## What is being asked
List every line in the rows below that contains the word "tripod", copying each such line in full.

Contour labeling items
----

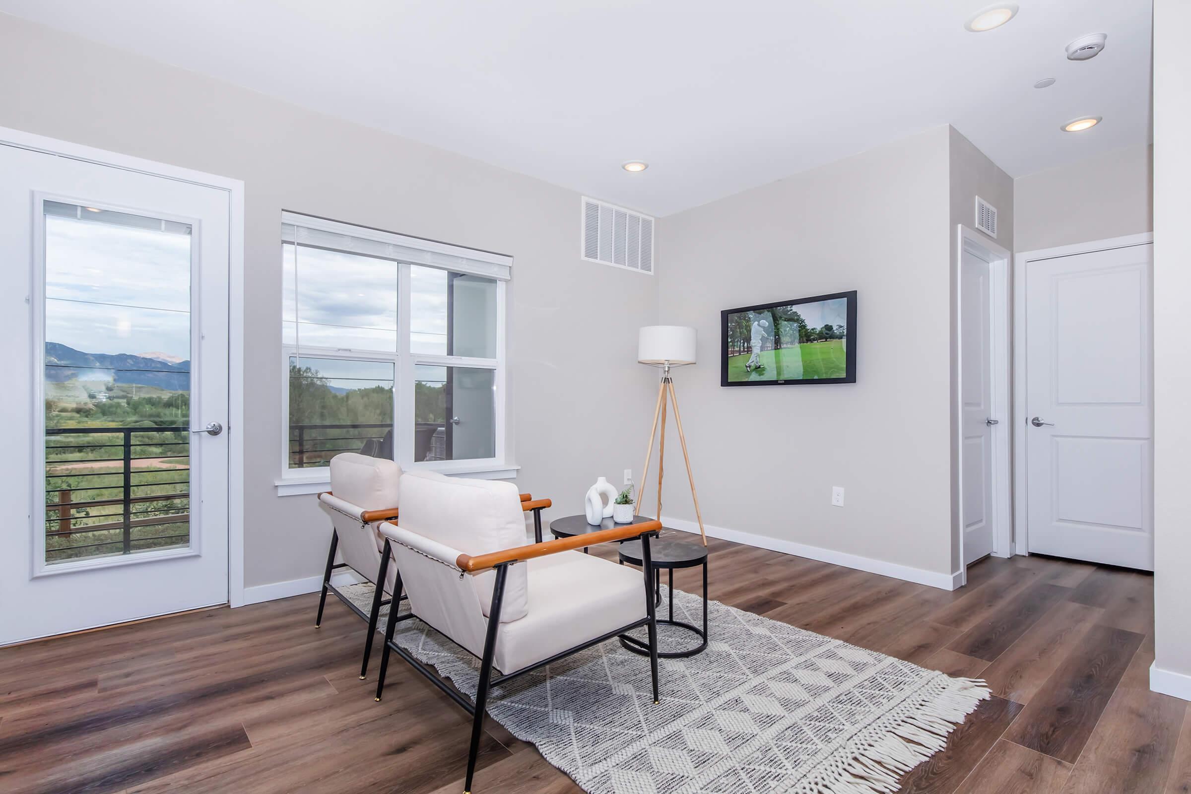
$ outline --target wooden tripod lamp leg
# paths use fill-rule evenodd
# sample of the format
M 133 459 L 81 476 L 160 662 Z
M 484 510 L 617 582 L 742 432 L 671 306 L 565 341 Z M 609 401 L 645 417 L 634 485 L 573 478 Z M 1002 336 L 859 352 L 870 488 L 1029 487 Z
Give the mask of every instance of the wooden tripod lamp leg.
M 654 454 L 654 434 L 657 432 L 657 415 L 662 411 L 662 401 L 666 399 L 666 381 L 657 386 L 657 405 L 654 406 L 654 426 L 649 429 L 649 446 L 646 448 L 646 464 L 641 467 L 641 482 L 644 484 L 649 475 L 649 458 Z M 635 515 L 641 515 L 641 488 L 637 488 L 637 508 Z
M 666 400 L 662 400 L 662 438 L 657 445 L 657 512 L 654 518 L 662 520 L 662 477 L 666 474 Z
M 678 412 L 678 396 L 674 394 L 674 382 L 669 382 L 669 398 L 674 404 L 674 424 L 678 425 L 678 439 L 682 444 L 682 459 L 686 461 L 686 479 L 691 481 L 691 496 L 694 499 L 694 515 L 699 519 L 699 534 L 703 545 L 707 545 L 707 533 L 703 531 L 703 513 L 699 512 L 699 494 L 694 490 L 694 475 L 691 474 L 691 456 L 686 454 L 686 433 L 682 432 L 682 417 Z M 653 443 L 653 438 L 649 439 Z

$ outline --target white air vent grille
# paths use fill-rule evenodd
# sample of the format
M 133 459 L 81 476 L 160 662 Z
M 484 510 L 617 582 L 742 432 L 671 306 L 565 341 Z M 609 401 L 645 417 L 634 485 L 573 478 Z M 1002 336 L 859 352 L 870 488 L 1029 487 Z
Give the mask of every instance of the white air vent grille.
M 975 227 L 989 237 L 997 237 L 997 208 L 980 196 L 975 198 Z
M 654 271 L 654 219 L 593 199 L 582 201 L 582 257 L 619 268 Z

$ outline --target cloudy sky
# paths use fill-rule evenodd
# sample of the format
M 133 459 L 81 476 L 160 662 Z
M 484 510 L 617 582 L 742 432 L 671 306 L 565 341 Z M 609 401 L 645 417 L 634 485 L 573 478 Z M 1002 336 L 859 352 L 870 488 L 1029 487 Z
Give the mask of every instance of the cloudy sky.
M 191 357 L 191 237 L 46 215 L 45 339 Z
M 283 323 L 301 345 L 392 351 L 397 349 L 398 263 L 283 243 Z M 447 271 L 410 268 L 410 348 L 447 352 Z M 297 314 L 297 317 L 295 317 Z
M 806 325 L 812 329 L 821 329 L 824 324 L 835 325 L 848 324 L 848 299 L 836 298 L 835 300 L 821 300 L 813 304 L 799 304 L 794 310 L 803 315 Z
M 79 214 L 45 219 L 46 340 L 85 352 L 189 358 L 188 227 L 162 231 L 100 223 L 108 214 L 138 220 L 130 215 Z M 397 350 L 397 262 L 295 251 L 292 244 L 282 245 L 282 261 L 287 343 L 297 336 L 303 346 Z M 412 265 L 411 281 L 411 349 L 445 354 L 447 271 Z

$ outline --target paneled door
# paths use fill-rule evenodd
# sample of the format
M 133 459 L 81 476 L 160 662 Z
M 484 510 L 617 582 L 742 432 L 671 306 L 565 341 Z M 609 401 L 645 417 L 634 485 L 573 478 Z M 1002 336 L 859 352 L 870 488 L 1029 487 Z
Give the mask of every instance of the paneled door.
M 229 192 L 0 173 L 0 644 L 225 602 Z
M 1153 244 L 1025 270 L 1029 551 L 1154 569 Z
M 960 344 L 962 381 L 960 443 L 964 488 L 964 564 L 992 554 L 992 432 L 999 421 L 992 406 L 992 264 L 965 245 L 960 258 Z

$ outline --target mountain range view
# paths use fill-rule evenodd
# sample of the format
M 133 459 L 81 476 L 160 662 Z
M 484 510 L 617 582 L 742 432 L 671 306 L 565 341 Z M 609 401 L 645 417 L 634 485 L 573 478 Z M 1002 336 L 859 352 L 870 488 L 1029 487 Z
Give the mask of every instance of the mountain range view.
M 107 381 L 152 386 L 167 392 L 191 388 L 191 362 L 163 352 L 83 352 L 57 342 L 45 343 L 45 380 Z

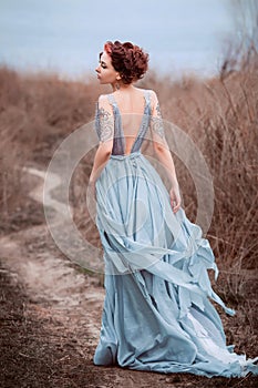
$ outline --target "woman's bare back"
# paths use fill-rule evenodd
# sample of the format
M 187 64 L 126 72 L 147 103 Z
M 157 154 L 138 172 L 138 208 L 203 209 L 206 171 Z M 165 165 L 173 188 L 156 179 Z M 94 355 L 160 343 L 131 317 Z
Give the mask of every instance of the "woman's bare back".
M 121 126 L 125 139 L 125 154 L 130 154 L 143 121 L 146 105 L 144 90 L 133 88 L 130 91 L 115 91 L 112 94 L 121 115 Z

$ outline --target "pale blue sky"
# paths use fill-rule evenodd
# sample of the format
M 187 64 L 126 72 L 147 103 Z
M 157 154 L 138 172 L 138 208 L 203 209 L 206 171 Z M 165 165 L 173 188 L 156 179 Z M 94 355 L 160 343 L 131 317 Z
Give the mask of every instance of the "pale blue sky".
M 218 71 L 230 0 L 0 0 L 0 63 L 94 73 L 106 40 L 132 41 L 169 74 Z

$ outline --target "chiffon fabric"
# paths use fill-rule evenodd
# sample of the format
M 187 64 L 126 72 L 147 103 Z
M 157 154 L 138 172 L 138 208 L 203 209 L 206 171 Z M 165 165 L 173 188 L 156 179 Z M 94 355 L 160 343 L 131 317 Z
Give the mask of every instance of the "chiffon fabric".
M 105 299 L 94 364 L 207 377 L 257 375 L 258 357 L 247 359 L 226 345 L 211 300 L 229 315 L 235 312 L 211 288 L 207 269 L 217 278 L 218 268 L 209 242 L 183 207 L 173 213 L 167 188 L 141 152 L 146 131 L 155 132 L 152 116 L 161 119 L 151 93 L 144 90 L 143 121 L 131 154 L 124 152 L 118 105 L 107 94 L 114 143 L 95 183 Z M 101 112 L 97 104 L 100 139 L 105 131 Z

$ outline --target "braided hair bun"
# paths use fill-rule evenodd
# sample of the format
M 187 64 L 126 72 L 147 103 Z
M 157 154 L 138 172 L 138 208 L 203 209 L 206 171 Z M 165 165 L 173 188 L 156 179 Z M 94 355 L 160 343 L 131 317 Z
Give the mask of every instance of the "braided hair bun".
M 107 41 L 104 50 L 125 84 L 142 79 L 148 69 L 148 54 L 136 44 Z

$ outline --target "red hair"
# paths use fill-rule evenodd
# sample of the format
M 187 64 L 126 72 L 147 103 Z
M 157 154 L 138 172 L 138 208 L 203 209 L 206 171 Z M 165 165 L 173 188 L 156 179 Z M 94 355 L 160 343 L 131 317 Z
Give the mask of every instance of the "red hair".
M 142 79 L 148 69 L 148 54 L 136 44 L 121 43 L 117 40 L 114 43 L 107 41 L 104 50 L 111 57 L 113 68 L 126 84 Z

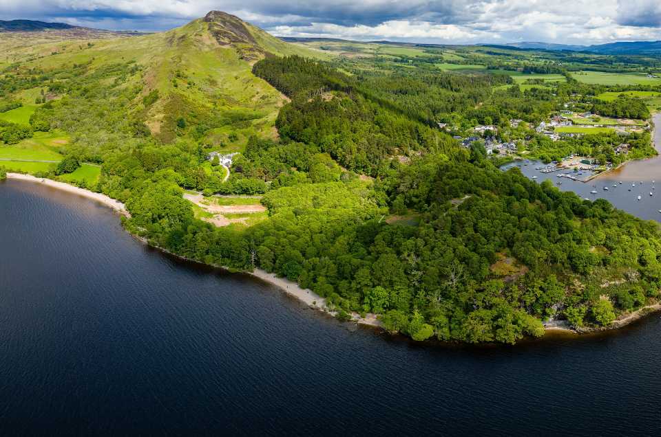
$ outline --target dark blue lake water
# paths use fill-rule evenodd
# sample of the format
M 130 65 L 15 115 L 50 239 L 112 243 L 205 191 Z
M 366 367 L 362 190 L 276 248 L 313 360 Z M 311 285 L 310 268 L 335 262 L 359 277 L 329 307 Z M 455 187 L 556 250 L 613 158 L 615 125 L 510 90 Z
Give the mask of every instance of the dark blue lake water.
M 658 315 L 514 346 L 348 326 L 0 182 L 0 436 L 661 433 Z

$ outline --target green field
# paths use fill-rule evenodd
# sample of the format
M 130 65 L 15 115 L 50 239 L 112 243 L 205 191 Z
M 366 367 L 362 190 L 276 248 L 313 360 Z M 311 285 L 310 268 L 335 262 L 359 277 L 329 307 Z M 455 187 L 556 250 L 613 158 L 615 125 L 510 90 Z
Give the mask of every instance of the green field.
M 69 137 L 61 132 L 36 132 L 32 138 L 17 144 L 0 146 L 0 158 L 28 161 L 62 160 L 58 150 L 68 142 Z
M 441 70 L 483 70 L 485 65 L 471 65 L 463 64 L 434 64 Z
M 60 177 L 65 181 L 82 181 L 83 179 L 86 179 L 87 182 L 90 182 L 92 181 L 96 181 L 101 172 L 101 167 L 83 164 L 81 167 L 76 168 L 76 171 L 73 173 L 62 175 Z
M 0 158 L 3 159 L 25 159 L 28 161 L 54 161 L 59 162 L 62 156 L 46 150 L 23 149 L 11 146 L 0 146 Z
M 661 78 L 647 78 L 642 73 L 571 71 L 571 76 L 583 83 L 598 85 L 661 85 Z
M 496 90 L 496 89 L 509 89 L 510 87 L 513 87 L 513 86 L 514 86 L 514 85 L 501 85 L 500 87 L 493 87 L 493 89 L 494 89 L 494 90 Z M 527 89 L 533 89 L 533 88 L 541 88 L 541 89 L 551 89 L 551 88 L 550 88 L 549 87 L 545 87 L 544 85 L 529 85 L 529 84 L 519 84 L 518 87 L 519 87 L 519 88 L 521 89 L 521 90 L 522 91 L 525 91 L 525 90 L 527 90 Z
M 0 166 L 4 166 L 9 172 L 28 172 L 28 173 L 36 173 L 36 172 L 48 171 L 48 162 L 26 162 L 25 161 L 0 161 Z
M 18 124 L 30 124 L 30 116 L 34 113 L 36 107 L 30 105 L 21 107 L 7 112 L 0 113 L 0 119 Z
M 509 70 L 489 70 L 495 74 L 508 74 L 517 82 L 525 82 L 528 79 L 544 79 L 549 82 L 567 82 L 567 78 L 562 74 L 550 73 L 548 74 L 523 74 L 521 71 L 510 71 Z
M 603 117 L 599 117 L 598 122 L 593 122 L 591 119 L 589 118 L 579 118 L 574 117 L 571 120 L 571 122 L 575 124 L 602 124 L 605 126 L 620 126 L 623 124 L 619 123 L 618 120 L 613 120 L 612 118 L 604 118 Z M 627 126 L 644 126 L 644 122 L 641 120 L 636 120 L 636 124 L 627 124 Z
M 611 128 L 582 128 L 573 126 L 563 126 L 556 128 L 558 133 L 613 133 L 615 129 Z
M 609 102 L 618 98 L 618 96 L 620 94 L 625 94 L 629 96 L 633 96 L 634 97 L 661 97 L 661 93 L 658 91 L 626 91 L 625 93 L 608 91 L 607 93 L 602 93 L 598 96 L 597 98 L 602 100 Z

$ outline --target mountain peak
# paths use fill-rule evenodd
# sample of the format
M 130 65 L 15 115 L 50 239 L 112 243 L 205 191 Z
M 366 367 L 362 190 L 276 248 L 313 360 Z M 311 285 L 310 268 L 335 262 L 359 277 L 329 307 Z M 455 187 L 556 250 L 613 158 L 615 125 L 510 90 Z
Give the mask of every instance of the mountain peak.
M 204 21 L 209 23 L 209 30 L 219 45 L 235 47 L 246 60 L 275 56 L 258 41 L 260 33 L 264 31 L 235 15 L 212 10 Z

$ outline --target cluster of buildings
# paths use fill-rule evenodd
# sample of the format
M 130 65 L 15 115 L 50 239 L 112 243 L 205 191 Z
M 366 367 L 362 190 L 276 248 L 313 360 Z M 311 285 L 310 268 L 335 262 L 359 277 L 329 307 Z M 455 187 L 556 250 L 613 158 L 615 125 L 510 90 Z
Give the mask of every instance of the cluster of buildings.
M 507 142 L 502 142 L 497 139 L 496 137 L 487 135 L 485 138 L 481 138 L 477 135 L 470 135 L 468 138 L 459 136 L 455 136 L 454 138 L 459 141 L 459 144 L 466 148 L 470 148 L 475 142 L 479 141 L 484 144 L 485 148 L 487 149 L 487 155 L 491 155 L 494 153 L 494 150 L 496 150 L 506 152 L 516 151 L 516 145 L 514 144 L 514 142 L 509 141 Z
M 238 152 L 234 153 L 229 153 L 227 155 L 222 155 L 218 152 L 211 152 L 209 154 L 209 160 L 213 161 L 215 157 L 218 157 L 218 159 L 220 160 L 220 164 L 224 166 L 231 166 L 232 165 L 232 158 L 233 158 L 237 155 L 239 155 Z

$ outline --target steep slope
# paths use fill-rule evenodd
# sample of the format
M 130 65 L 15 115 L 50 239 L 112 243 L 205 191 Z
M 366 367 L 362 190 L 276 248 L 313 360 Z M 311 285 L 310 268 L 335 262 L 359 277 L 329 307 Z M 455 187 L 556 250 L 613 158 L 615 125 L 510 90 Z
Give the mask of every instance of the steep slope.
M 23 56 L 30 56 L 21 68 L 59 69 L 91 63 L 91 74 L 105 65 L 134 61 L 141 70 L 140 77 L 126 78 L 121 86 L 140 87 L 129 107 L 152 135 L 165 144 L 182 133 L 176 126 L 178 118 L 187 117 L 195 126 L 200 120 L 222 118 L 222 114 L 231 113 L 228 118 L 233 123 L 224 126 L 212 123 L 209 126 L 213 127 L 205 128 L 204 135 L 198 138 L 210 146 L 233 148 L 231 150 L 238 150 L 238 144 L 244 144 L 251 135 L 277 135 L 273 121 L 286 98 L 252 74 L 255 62 L 287 54 L 328 56 L 281 41 L 219 11 L 167 32 L 130 38 L 90 44 L 83 38 L 39 43 L 21 49 Z M 154 98 L 156 91 L 158 98 Z M 150 93 L 152 98 L 145 100 Z M 238 140 L 231 141 L 231 135 Z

----

## Exercise solution
$ outline --target wooden tripod lamp leg
Give the mask of every instance of the wooden tripod lamp leg.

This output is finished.